What you need to do. Copy every one of the entries below word for word, changing nothing.

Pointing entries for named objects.
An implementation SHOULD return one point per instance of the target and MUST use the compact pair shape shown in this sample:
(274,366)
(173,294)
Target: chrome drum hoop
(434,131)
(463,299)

Final answer.
An implementation SHOULD return one point per instance of the target and MUST use the compact pair shape shown in this sample:
(274,366)
(173,294)
Target: chrome drum hoop
(434,131)
(463,299)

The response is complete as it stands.